[Given entries Boundary: Start]

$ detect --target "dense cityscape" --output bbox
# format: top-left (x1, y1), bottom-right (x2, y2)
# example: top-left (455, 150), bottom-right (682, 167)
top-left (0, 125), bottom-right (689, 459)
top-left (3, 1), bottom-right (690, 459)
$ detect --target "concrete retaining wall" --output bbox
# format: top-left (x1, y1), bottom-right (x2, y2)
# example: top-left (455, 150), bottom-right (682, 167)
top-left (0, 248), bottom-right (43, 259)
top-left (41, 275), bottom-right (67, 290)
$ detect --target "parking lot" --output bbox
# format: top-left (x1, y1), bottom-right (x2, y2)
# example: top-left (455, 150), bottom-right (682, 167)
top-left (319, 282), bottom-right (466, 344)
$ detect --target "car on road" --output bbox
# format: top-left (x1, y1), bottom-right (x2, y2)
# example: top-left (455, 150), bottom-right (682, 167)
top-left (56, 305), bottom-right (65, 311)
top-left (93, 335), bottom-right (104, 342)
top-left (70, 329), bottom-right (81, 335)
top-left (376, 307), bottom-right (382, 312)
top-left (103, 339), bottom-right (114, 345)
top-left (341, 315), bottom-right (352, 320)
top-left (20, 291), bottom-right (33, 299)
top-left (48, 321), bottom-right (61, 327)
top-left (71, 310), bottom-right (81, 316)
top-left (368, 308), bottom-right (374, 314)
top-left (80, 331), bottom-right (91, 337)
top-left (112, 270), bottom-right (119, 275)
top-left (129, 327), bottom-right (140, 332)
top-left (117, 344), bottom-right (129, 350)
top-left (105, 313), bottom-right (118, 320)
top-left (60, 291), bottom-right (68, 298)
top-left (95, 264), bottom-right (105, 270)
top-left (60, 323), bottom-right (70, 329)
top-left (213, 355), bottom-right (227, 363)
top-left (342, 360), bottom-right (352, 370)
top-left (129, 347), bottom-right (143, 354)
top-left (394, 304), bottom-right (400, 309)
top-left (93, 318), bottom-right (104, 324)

[Given entries Boundary: End]

**Your objective:** The answer should be one number: how many lines of the data above contain "bbox".

**The answer:** 4